- _TASK_: The output must be the data, printed exactly as written.

[Items listed in a dataset]
+ + + +
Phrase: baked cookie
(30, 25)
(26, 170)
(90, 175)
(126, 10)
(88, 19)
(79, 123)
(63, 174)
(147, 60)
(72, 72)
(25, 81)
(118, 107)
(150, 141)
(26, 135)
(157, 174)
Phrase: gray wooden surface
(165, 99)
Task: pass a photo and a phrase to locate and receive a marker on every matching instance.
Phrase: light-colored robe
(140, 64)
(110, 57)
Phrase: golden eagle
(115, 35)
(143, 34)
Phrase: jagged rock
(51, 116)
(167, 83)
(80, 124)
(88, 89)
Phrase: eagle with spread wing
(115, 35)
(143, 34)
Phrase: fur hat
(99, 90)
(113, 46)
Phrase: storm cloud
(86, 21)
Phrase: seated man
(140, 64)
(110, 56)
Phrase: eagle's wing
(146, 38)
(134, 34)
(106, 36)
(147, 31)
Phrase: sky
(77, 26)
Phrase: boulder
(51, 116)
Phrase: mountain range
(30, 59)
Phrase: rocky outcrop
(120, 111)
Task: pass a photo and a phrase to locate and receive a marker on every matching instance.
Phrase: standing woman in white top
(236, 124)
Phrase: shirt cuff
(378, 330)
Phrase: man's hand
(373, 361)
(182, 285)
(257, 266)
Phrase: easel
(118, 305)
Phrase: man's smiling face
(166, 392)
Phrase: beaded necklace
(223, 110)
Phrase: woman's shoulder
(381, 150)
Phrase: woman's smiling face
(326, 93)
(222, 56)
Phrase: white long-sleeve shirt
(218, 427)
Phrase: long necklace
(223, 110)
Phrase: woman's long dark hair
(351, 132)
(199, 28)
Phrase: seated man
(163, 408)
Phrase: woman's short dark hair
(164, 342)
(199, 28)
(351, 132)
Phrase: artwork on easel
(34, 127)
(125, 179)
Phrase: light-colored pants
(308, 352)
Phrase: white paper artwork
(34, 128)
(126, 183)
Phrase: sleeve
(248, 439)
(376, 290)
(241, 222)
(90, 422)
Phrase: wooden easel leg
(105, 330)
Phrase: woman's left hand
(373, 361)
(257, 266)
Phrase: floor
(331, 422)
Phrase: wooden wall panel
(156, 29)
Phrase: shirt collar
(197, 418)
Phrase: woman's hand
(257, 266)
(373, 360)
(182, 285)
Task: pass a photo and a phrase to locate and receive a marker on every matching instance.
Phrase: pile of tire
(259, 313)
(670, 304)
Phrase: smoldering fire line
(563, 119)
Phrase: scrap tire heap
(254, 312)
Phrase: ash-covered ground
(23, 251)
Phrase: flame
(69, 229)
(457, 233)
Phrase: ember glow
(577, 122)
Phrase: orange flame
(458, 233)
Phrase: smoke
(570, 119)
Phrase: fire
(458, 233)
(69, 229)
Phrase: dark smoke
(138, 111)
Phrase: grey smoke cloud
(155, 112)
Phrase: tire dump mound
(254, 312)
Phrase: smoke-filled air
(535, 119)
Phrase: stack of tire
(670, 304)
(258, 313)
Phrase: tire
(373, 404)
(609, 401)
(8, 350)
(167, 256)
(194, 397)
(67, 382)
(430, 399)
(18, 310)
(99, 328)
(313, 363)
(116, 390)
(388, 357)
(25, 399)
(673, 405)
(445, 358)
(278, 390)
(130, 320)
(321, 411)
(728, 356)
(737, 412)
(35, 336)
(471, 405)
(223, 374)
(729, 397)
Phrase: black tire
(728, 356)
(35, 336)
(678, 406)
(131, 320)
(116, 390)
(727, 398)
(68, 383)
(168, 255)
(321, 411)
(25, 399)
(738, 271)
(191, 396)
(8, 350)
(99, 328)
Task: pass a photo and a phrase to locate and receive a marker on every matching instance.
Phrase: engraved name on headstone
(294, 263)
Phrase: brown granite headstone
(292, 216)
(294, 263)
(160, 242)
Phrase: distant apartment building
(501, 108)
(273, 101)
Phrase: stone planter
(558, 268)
+ + + +
- _OUTPUT OF THE TASK_:
Phrase: baked cookie
(30, 25)
(26, 170)
(90, 175)
(126, 10)
(88, 19)
(79, 123)
(63, 174)
(147, 60)
(72, 72)
(25, 81)
(118, 107)
(150, 141)
(26, 135)
(157, 174)
Phrase: gray wooden surface
(165, 99)
Task: pass a photo and a phrase to locate and receive a marker on every matching instance.
Phrase: light-colored robe
(140, 64)
(110, 57)
Phrase: golden eagle
(115, 35)
(143, 34)
Phrase: jagged rock
(51, 116)
(167, 83)
(80, 124)
(88, 89)
Phrase: eagle with spread wing
(115, 35)
(143, 34)
Phrase: fur hat
(99, 90)
(113, 46)
Phrase: storm cloud
(86, 21)
Phrase: seated man
(140, 64)
(110, 56)
Phrase: eagle's wing
(146, 38)
(134, 34)
(106, 36)
(147, 31)
Phrase: sky
(77, 26)
Phrase: boulder
(51, 116)
Phrase: mountain range
(30, 59)
Phrase: rocky outcrop
(120, 111)
Task: pass a photo and a phrase to locate and receive a marker on every matching instance.
Phrase: standing woman in white top
(236, 124)
Phrase: shirt cuff
(378, 330)
Phrase: man's hand
(373, 361)
(182, 285)
(257, 266)
Phrase: easel
(118, 305)
Phrase: man's smiling face
(166, 392)
Phrase: beaded necklace
(223, 110)
Phrase: woman's shoulder
(381, 150)
Phrase: woman's smiling face
(326, 93)
(222, 56)
Phrase: white long-sleeve shirt
(218, 427)
Phrase: long necklace
(223, 110)
Phrase: woman's long dark hair
(351, 132)
(199, 28)
Phrase: seated man
(163, 408)
Phrase: woman's short dark hair
(164, 342)
(199, 28)
(351, 132)
Phrase: artwork on easel
(34, 127)
(125, 179)
Phrase: light-colored pants
(308, 352)
Phrase: white paper artwork
(34, 128)
(126, 183)
Phrase: sleeve
(248, 439)
(376, 290)
(241, 222)
(90, 422)
Phrase: wooden easel leg
(105, 330)
Phrase: woman's left hand
(373, 361)
(257, 266)
Phrase: floor
(331, 422)
Phrase: wooden wall panel
(156, 29)
Phrase: shirt collar
(197, 418)
Phrase: woman's hand
(257, 266)
(373, 360)
(182, 285)
Task: pass a photo and a phrase to locate and receive a marker on every matching instance.
Phrase: pile of tire
(259, 313)
(670, 304)
Phrase: smoldering fire line
(563, 119)
Phrase: scrap tire heap
(254, 312)
Phrase: ash-covered ground
(23, 251)
Phrase: flame
(69, 229)
(457, 233)
Phrase: ember glow
(577, 122)
Phrase: orange flame
(458, 233)
Phrase: smoke
(570, 119)
Phrase: fire
(458, 233)
(69, 229)
Phrase: dark smoke
(138, 111)
Phrase: grey smoke cloud
(155, 112)
Phrase: tire dump mound
(254, 312)
Phrase: smoke-filled air
(535, 119)
Phrase: stack of tire
(670, 304)
(258, 313)
Phrase: tire
(373, 404)
(609, 401)
(8, 350)
(167, 256)
(194, 397)
(67, 382)
(430, 399)
(18, 310)
(99, 328)
(313, 363)
(116, 390)
(388, 357)
(25, 399)
(673, 405)
(445, 358)
(278, 390)
(130, 320)
(321, 411)
(728, 356)
(737, 412)
(35, 336)
(471, 405)
(223, 374)
(729, 397)
Phrase: black tire
(728, 356)
(35, 336)
(678, 406)
(131, 320)
(116, 390)
(727, 398)
(68, 383)
(168, 255)
(321, 411)
(25, 399)
(738, 271)
(191, 396)
(8, 350)
(99, 328)
Task: pass a photo and a phrase to locate and receive a marker on every matching instance.
Phrase: engraved name on headstone
(294, 263)
Phrase: brown granite headstone
(292, 216)
(294, 263)
(160, 242)
Phrase: distant apartment building
(501, 108)
(273, 101)
Phrase: stone planter
(558, 268)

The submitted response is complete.